**WRITTEN EXERCISE**
Copy the records between the line containing "I need bounding boxes for every window" and the line containing "[231,115,360,213]", inclusive, with the requests unchanged and every bounding-box coordinate in the answers shifted up by 70. Give only those lines.

**MATERIAL PROVIDED**
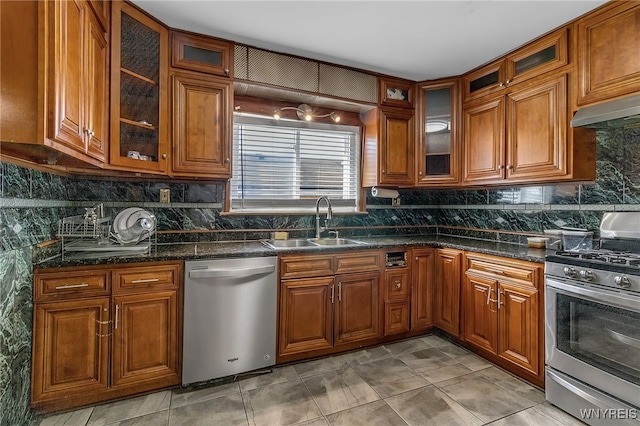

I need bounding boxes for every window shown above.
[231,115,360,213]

* * *

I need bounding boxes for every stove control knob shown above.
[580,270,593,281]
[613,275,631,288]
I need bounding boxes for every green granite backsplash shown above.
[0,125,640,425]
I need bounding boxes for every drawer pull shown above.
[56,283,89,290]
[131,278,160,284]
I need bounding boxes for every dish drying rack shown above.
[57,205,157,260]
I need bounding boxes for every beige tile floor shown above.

**PROBLEM SOLUTION**
I need bounding boxes for every window shown above.
[301,185,430,283]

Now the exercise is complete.